WHAT YOU SHOULD DO: Reproduce all of the data below verbatim, line for line.

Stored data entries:
···
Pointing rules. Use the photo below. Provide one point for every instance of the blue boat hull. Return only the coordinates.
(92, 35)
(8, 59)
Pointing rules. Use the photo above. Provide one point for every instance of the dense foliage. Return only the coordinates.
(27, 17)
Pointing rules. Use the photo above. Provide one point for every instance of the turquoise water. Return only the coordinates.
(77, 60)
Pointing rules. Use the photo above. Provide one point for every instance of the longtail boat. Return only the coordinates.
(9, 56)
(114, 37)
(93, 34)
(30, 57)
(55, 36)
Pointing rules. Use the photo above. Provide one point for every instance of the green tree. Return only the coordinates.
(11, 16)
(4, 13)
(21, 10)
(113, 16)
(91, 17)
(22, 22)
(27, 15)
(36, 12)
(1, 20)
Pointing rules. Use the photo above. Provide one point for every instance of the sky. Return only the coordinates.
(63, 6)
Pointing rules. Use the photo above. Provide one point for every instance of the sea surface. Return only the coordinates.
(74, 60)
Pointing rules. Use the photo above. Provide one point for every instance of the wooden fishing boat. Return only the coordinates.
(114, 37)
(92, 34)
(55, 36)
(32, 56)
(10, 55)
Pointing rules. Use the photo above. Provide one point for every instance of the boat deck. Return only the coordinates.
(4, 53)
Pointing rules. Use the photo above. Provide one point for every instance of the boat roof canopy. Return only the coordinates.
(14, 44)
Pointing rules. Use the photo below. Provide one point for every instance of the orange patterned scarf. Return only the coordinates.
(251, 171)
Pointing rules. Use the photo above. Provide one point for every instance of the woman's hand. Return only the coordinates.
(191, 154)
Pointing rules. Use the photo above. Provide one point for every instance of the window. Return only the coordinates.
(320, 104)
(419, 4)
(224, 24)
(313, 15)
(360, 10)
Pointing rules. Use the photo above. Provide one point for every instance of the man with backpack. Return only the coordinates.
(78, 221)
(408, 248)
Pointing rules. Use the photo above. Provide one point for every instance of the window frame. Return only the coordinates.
···
SOLUTION TO THIS PROBLEM:
Pointing rules. Use the photo below. Provide one point for every instance of the blue boat hull. Return only the coordinates.
(92, 35)
(8, 59)
Pointing rules. Use the photo above. Provide one point for every instance of the dense foliage. Return only the coordinates.
(27, 17)
Pointing rules. Use the photo above. Provide one point for every instance of the turquoise water. Return only the coordinates.
(77, 60)
Pointing rules. Use the photo above. Provide one point for every instance of the longtail boat. Return only the coordinates.
(9, 56)
(114, 37)
(93, 34)
(30, 57)
(55, 36)
Pointing rules. Use the photo above. Provide one point for every instance of the green tree. Return only the coordinates.
(11, 16)
(4, 13)
(21, 10)
(113, 16)
(91, 17)
(22, 22)
(27, 15)
(36, 12)
(1, 20)
Pointing rules. Use the photo above. Provide one point for every instance of the sky. Return only the coordinates.
(63, 6)
Pointing rules. Use the photo above. Provide one point for every instance of the sea surface. Return only the coordinates.
(74, 60)
Pointing rules. Use the photo above. Provide one point for every instance of the wooden fishing boat. Return only the coordinates.
(114, 37)
(92, 34)
(55, 36)
(32, 56)
(10, 55)
Pointing rules. Use the photo above. Provide one point for every instance of the boat deck. Return only the coordinates.
(4, 53)
Pointing rules. Use the photo above. Provide one point for every instance of the boat roof canopy. Return only the coordinates.
(14, 44)
Pointing rules. Use the photo below. Provide one point for every instance of the orange patterned scarf. Return only the coordinates.
(251, 171)
Pointing rules. Use the photo above. Provide one point for every instance of the woman's hand. Return only the coordinates.
(191, 154)
Pointing rules. Use the photo above. Provide one point for every instance of the window. Return only the coordinates.
(320, 104)
(419, 4)
(224, 24)
(313, 15)
(360, 10)
Pointing rules. Use the photo above. Provide one point for every instance of the man with backpack. Return only the coordinates.
(78, 221)
(408, 248)
Pointing rules. Use the photo above. Provide one point for every instance of the window frame. Return only the coordinates.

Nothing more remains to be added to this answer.